**Texto dado**
Dios no permanece en silencio ante nuestra realidad, más bien sufre a través de los ojos de los que viven condiciones de vida infrahumanas, en los excluidos de tantas formas, y que son sus bienaventurados. Sufre a través de las vidas de quienes viven vacíos en sus vidas y proyectos, sufre en cada acto de violencia entre hombres y mujeres que atenta contra el sentido de fraternidad que se nos esconde y aleja cada vez más.
Crisis de fe
Dios es profundamente respetuoso al darnos el regalo de la libertad y permanece en un estado de sufrimiento constante al ver cómo dejamos que nuestros actos más instintivos prevalezcan por encima de nuestra voluntad, y por encima de nuestra capacidad de ser hermanos, de constituirnos en un verdadero “nosotros”. Sufre con los ojos de los niños que sufren, con los hombres y mujeres que lloran por la falta de oportunidades en este mundo; pero aún así respeta cabalmente su promesa. Permanece ahí, siempre presente, ofreciendo la posibilidad de acogernos para otorgarnos el amor más profundo, emanado de su gratuidad, cuando sea el momento propicio, cuando nuestro corazón así lo decida… es una tormentosa espera, pero que es promesa de otro mañana.
La religión cristiana que profesamos, para quienes hemos sido acogidos y formados en un entorno cultural asociado a esta expresión de fe, refleja la humanidad misma de quienes integramos este itinerario, ya que expresa múltiples claroscuros en la historia del ser humano desde que se ha hecho presente. Ha pasado por etapas de profunda cercanía a los hombres y mujeres, como también ha vivido una cerrazón recurrente de algunos sectores de nuestra Iglesia alejándola del proyecto de Reino profesado por Jesús para todos los hombres y mujeres en todo sitio.

**Datos**
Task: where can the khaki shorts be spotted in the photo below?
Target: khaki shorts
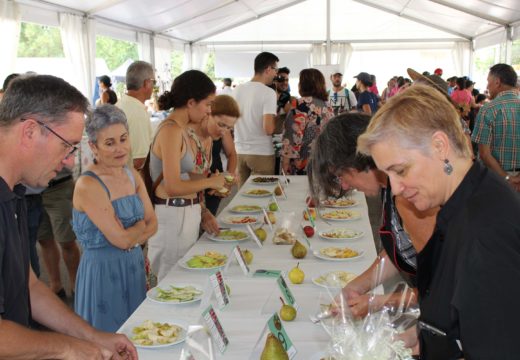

**Tareas**
[1] En el texto sobre la fe, ¿qué regalo nos da Dios por ser profundamente respetuoso?
[2] Devuelve tal cual el trozo del texto sobre la fe que empieza en "Crisis de fe" y termina en "de otro mañana.".
El material no tiene nada que ver con el texto.

**Respuestas**
[1] El regalo de la libertad.

[2]
Crisis de fe
Dios es profundamente respetuoso al darnos el regalo de la libertad y permanece en un estado de sufrimiento constante al ver cómo dejamos que nuestros actos más instintivos prevalezcan por encima de nuestra voluntad, y por encima de nuestra capacidad de ser hermanos, de constituirnos en un verdadero “nosotros”. Sufre con los ojos de los niños que sufren, con los hombres y mujeres que lloran por la falta de oportunidades en este mundo; pero aún así respeta cabalmente su promesa. Permanece ahí, siempre presente, ofreciendo la posibilidad de acogernos para otorgarnos el amor más profundo, emanado de su gratuidad, cuando sea el momento propicio, cuando nuestro corazón así lo decida… es una tormentosa espera, pero que es promesa de otro mañana.